The task –
Rewrite every one of the records below in full, requests included. Shift each bounding-box coordinate in the answers by -109.

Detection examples

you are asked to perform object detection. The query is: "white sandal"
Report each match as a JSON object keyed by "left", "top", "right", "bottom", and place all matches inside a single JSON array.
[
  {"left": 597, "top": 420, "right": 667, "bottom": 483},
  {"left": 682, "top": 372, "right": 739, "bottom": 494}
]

Exercise solution –
you are asked to perform object detection. The query is: "white sandal"
Report each match as a JSON object keyed by "left", "top", "right", "bottom", and place all matches inside a single JSON array.
[
  {"left": 488, "top": 311, "right": 558, "bottom": 374},
  {"left": 573, "top": 263, "right": 630, "bottom": 385}
]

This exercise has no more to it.